§ AIM
Can you copy the listing from the line containing "the car front" through the end of the listing, renaming every "Results" to "Output" and leaving everything else unchanged?

━━━ THE INPUT

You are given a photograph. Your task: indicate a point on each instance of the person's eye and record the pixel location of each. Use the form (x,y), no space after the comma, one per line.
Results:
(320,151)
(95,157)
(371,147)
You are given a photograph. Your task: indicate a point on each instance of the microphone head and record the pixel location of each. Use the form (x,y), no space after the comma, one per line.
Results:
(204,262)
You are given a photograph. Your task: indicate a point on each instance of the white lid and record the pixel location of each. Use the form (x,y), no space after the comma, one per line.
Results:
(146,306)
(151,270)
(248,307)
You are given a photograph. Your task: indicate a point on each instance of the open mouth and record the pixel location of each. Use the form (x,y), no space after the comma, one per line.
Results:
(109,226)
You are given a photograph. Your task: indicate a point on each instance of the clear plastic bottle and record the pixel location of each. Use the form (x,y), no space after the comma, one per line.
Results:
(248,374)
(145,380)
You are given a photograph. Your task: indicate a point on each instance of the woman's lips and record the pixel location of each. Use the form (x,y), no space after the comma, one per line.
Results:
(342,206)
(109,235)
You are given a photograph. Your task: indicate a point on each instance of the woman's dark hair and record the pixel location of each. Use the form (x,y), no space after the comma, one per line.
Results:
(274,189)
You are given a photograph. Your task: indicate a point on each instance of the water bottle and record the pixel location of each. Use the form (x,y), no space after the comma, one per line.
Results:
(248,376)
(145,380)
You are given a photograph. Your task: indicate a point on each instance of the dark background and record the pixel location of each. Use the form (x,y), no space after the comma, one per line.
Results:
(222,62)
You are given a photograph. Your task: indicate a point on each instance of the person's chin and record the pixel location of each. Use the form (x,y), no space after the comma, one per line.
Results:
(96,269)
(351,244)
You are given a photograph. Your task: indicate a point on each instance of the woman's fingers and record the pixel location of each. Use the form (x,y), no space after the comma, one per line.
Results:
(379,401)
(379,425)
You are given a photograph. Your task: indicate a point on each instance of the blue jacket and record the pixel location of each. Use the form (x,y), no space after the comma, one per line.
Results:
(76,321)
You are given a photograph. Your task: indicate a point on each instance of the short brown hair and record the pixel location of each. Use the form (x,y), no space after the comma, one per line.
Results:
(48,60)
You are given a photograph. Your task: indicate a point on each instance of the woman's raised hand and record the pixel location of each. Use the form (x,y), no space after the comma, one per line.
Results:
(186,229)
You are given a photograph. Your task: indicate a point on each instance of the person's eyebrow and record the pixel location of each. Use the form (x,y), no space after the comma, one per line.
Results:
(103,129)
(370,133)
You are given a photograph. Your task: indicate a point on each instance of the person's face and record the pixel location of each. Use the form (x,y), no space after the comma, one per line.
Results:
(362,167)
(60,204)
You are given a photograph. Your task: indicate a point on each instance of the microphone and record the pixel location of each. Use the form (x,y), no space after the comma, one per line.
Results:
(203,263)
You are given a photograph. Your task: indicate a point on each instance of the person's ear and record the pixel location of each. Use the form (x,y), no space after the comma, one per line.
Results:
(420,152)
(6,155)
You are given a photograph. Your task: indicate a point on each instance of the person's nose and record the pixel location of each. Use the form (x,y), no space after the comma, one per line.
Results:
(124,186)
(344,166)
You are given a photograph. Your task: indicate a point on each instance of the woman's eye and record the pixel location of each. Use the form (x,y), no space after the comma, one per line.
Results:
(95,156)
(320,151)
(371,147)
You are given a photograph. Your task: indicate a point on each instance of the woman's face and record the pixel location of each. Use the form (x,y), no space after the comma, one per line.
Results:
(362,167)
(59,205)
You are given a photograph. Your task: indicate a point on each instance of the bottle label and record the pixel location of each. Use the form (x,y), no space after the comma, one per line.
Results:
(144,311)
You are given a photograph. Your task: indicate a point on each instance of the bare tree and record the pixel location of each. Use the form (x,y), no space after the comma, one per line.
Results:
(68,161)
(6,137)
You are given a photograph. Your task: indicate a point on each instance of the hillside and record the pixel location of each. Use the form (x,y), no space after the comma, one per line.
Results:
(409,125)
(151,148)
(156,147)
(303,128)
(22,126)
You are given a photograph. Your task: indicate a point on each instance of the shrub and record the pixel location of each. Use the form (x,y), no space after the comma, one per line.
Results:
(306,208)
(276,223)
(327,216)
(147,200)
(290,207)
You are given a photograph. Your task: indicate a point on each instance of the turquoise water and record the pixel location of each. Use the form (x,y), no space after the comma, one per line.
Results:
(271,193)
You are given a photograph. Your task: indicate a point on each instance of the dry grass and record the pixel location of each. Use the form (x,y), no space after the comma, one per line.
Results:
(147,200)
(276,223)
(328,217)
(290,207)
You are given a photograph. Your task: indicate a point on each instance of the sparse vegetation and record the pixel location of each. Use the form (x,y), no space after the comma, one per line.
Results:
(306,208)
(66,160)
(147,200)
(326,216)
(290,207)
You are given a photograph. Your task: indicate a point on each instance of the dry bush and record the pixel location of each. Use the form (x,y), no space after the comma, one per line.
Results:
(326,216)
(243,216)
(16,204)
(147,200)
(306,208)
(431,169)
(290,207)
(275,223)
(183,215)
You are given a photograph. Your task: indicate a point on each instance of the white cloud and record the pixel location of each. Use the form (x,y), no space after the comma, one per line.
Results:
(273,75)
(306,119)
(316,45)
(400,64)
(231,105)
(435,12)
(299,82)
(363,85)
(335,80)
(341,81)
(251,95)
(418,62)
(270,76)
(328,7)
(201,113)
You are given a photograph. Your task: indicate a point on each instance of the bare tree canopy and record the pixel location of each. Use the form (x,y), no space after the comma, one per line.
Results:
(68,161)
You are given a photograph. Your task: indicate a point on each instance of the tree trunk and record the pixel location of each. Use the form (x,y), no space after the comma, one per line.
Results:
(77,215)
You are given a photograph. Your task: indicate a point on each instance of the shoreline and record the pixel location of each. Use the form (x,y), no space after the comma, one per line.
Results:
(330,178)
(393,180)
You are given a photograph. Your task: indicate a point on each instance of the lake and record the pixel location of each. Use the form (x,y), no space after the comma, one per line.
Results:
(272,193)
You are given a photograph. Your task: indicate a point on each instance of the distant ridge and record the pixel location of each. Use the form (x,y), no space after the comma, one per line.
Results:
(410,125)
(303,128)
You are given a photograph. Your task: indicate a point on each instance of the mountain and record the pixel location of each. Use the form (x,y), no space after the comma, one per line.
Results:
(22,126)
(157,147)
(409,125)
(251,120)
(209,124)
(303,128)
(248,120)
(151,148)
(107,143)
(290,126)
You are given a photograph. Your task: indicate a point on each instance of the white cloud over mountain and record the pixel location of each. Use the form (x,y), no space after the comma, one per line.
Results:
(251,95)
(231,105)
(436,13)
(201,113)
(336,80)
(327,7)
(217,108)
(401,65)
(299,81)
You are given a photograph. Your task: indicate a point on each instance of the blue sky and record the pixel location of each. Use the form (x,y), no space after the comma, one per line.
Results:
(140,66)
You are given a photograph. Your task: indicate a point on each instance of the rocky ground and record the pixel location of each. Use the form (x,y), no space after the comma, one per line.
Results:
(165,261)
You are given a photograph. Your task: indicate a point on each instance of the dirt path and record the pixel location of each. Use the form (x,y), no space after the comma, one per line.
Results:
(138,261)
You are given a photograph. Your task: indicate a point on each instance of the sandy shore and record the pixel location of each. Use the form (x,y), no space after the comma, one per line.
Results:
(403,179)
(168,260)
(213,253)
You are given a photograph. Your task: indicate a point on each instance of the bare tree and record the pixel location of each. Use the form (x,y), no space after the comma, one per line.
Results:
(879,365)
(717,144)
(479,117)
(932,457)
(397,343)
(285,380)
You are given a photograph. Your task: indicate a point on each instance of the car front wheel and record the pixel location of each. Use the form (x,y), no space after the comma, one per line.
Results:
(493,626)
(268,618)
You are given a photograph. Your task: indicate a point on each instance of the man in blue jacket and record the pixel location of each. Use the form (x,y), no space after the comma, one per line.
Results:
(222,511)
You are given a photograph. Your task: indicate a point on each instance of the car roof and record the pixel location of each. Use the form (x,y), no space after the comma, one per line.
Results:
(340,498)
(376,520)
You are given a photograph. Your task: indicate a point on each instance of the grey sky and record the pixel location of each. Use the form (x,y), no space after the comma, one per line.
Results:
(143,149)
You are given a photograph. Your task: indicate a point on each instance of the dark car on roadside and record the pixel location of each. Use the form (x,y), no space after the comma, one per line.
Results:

━━━━━━

§ IN RESPONSE
You are given a photograph. Your task: indicate a point on each instance of the car front wheel and record the pixel location of each. Use the form (x,y), no space after the comma, one per line.
Output:
(493,626)
(268,618)
You are given a photograph. Your task: indicate a point on each instance of the man in blue jacket and record the pixel location of each. Use the form (x,y), no space after the comma, one per line.
Output:
(222,511)
You are given a photograph. Your task: indicate a point on each instance of the car roof and record the pixel location of each. Use the form (x,y), no space after the comma, one per line.
Output:
(340,498)
(376,520)
You are given a photograph. Your task: indicate a point on each instance of the grey sky and record the pixel location of each. Use the form (x,y), no space after the comma, one per line.
Output:
(143,149)
You are given a photograph. Your task: indicate a point on each instance of the dark car on roadside and record the pixel location of each. Use the form (x,y), no space after the comma, one per line.
Output:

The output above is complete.